Text excerpt
>> start

A Chico Walmart has been made into a makeshift tent city to house people evacuated from the Camp Fire.

Bob Moffitt / CapRadio

Camp wildfire evacuees in a makeshift tent city outside a Walmart in Chico are refusing to leave, despite incoming storms and pressure from both the store and the city.

On Tuesday afternoon, many people were installing pallets and hay bales to keep their tents off the soon-to-be-drenched ground. This was despite megaphone announcements and posted signs directing people to a n American Red Cross shelter in Gridley, about a half hour’s drive away. A bus pulled up at 4 p.m. to relocate evacuees and their belongings, but only one woman wanted to board.

There were 96 tents set up outside the Walmart on Tuesday, down from 136 the previous day.

Tuesday night, Walmart employees began posting signs asking people to leave, according to The Sacramento Bee.

Adam Faletti, a volunteer living at the camp, told CapRadio it’s unfair to ask people who have already been displaced to pack up and leave again.

“Are we going to be here forever? No,” he said. “But who picks the arbitrary date when it’s OK for [an evacuee] to move on to somewhere else because it’s inconvenient for a corporation to have him sleeping in the field?”

Walmart previously said in a statement that the grassy area outside its store is not a viable solution for evacuees, and that it would work with the city of Chico to find a safer place.

The lot drew hundreds of displaced Butte County residents in the days after the Camp fire, when few indoor beds were available. On Tuesday, it was a sprawling patchwork of tents, tarps and vehicles, all situated around a central pile of donated food and clothing.

Many of the campers said they wouldn’t leave over fears they’d be separated from their pets. Others wanted to stay close to the Paradise area, to see if their homes burned down.

>> end

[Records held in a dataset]
>> start

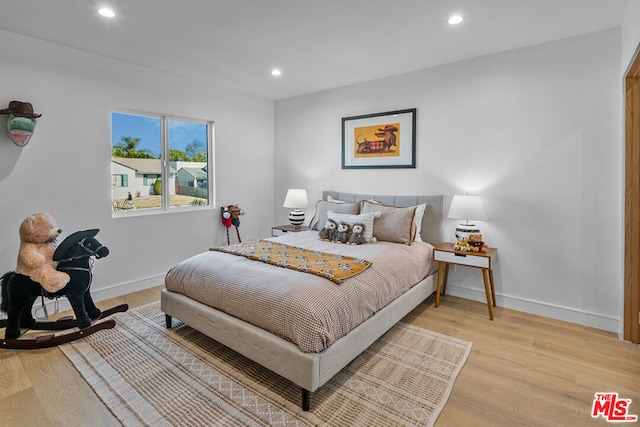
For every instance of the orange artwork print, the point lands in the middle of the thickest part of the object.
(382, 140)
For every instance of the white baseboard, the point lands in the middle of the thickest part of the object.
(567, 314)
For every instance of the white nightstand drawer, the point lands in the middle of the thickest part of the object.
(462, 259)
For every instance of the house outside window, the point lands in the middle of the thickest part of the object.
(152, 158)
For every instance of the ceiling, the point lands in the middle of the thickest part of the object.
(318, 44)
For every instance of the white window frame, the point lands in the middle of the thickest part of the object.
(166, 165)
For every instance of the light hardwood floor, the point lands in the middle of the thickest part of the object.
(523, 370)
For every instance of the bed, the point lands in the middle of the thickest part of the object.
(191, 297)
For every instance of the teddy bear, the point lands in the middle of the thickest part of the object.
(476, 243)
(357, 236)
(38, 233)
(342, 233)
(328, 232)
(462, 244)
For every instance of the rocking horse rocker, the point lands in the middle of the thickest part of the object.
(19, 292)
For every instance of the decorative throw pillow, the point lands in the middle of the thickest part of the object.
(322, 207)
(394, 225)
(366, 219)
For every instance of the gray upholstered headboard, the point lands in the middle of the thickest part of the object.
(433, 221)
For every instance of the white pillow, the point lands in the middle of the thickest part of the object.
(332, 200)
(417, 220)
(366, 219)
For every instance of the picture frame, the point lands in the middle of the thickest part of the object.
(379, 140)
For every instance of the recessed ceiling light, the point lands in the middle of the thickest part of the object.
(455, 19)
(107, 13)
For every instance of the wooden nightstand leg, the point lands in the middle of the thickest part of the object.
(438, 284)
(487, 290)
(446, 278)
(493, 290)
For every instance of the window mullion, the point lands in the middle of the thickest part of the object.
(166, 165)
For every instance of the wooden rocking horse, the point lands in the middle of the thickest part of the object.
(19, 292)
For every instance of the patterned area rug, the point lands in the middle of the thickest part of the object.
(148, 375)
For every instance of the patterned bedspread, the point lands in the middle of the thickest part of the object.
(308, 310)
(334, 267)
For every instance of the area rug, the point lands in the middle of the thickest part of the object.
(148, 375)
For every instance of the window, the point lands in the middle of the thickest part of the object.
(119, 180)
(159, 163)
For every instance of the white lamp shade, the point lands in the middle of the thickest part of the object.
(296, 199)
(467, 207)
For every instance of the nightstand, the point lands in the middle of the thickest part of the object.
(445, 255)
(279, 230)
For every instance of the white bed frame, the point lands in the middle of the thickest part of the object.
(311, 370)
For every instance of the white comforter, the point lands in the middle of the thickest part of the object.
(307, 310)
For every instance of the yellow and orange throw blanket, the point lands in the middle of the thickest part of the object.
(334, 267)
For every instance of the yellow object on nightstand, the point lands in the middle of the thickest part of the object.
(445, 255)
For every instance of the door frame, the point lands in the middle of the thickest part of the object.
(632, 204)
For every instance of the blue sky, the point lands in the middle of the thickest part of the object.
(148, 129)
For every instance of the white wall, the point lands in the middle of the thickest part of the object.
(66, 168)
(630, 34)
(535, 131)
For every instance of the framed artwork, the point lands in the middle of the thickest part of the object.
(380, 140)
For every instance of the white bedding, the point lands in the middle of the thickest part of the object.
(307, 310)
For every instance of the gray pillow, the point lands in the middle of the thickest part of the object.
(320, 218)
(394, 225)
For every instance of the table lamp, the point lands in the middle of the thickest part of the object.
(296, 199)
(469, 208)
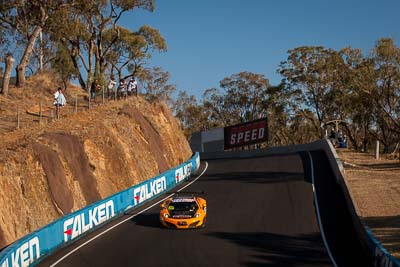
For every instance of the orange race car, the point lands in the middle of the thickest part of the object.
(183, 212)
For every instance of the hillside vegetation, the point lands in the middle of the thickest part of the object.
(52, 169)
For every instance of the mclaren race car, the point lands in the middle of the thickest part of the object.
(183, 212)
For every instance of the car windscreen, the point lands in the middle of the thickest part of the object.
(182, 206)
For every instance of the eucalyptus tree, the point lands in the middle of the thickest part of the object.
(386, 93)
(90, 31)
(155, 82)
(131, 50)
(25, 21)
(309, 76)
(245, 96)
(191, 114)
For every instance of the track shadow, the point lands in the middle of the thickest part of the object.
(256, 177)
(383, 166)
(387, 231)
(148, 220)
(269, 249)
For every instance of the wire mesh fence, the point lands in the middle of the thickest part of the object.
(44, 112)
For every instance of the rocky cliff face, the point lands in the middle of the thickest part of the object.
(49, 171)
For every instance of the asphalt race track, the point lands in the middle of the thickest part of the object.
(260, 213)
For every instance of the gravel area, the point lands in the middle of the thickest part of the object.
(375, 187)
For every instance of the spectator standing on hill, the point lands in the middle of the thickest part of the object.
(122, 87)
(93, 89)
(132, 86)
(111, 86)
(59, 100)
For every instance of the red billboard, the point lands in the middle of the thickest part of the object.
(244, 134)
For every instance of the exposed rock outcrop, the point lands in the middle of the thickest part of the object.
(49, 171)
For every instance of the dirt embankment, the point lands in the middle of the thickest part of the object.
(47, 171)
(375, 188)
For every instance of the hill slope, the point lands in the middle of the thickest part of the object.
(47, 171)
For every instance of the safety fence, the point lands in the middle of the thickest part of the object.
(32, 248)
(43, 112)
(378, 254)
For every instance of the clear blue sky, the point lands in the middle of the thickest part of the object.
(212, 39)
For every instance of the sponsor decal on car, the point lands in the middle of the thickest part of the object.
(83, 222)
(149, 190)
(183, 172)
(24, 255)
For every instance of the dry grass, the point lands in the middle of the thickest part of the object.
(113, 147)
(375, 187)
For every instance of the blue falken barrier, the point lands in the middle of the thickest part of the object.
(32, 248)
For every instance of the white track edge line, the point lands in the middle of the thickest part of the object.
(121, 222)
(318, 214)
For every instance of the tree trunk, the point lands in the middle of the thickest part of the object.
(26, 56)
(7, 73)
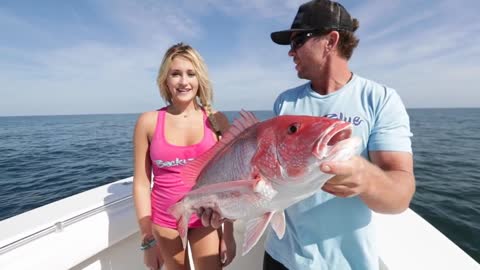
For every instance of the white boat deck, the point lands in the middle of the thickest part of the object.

>> end

Work to be completed
Reproduce the entire article above about evacuees camping outside the Chico Walmart, word for word.

Solution to the exercise
A Chico Walmart has been made into a makeshift tent city to house people evacuated from the Camp Fire.

Bob Moffitt / CapRadio

Camp wildfire evacuees in a makeshift tent city outside a Walmart in Chico are refusing to leave, despite incoming storms and pressure from both the store and the city.

On Tuesday afternoon, many people were installing pallets and hay bales to keep their tents off the soon-to-be-drenched ground. This was despite megaphone announcements and posted signs directing people to a n American Red Cross shelter in Gridley, about a half hour’s drive away. A bus pulled up at 4 p.m. to relocate evacuees and their belongings, but only one woman wanted to board.

There were 96 tents set up outside the Walmart on Tuesday, down from 136 the previous day.

Tuesday night, Walmart employees began posting signs asking people to leave, according to The Sacramento Bee.

Adam Faletti, a volunteer living at the camp, told CapRadio it’s unfair to ask people who have already been displaced to pack up and leave again.

“Are we going to be here forever? No,” he said. “But who picks the arbitrary date when it’s OK for [an evacuee] to move on to somewhere else because it’s inconvenient for a corporation to have him sleeping in the field?”

Walmart previously said in a statement that the grassy area outside its store is not a viable solution for evacuees, and that it would work with the city of Chico to find a safer place.

The lot drew hundreds of displaced Butte County residents in the days after the Camp fire, when few indoor beds were available. On Tuesday, it was a sprawling patchwork of tents, tarps and vehicles, all situated around a central pile of donated food and clothing.

Many of the campers said they wouldn’t leave over fears they’d be separated from their pets. Others wanted to stay close to the Paradise area, to see if their homes burned down.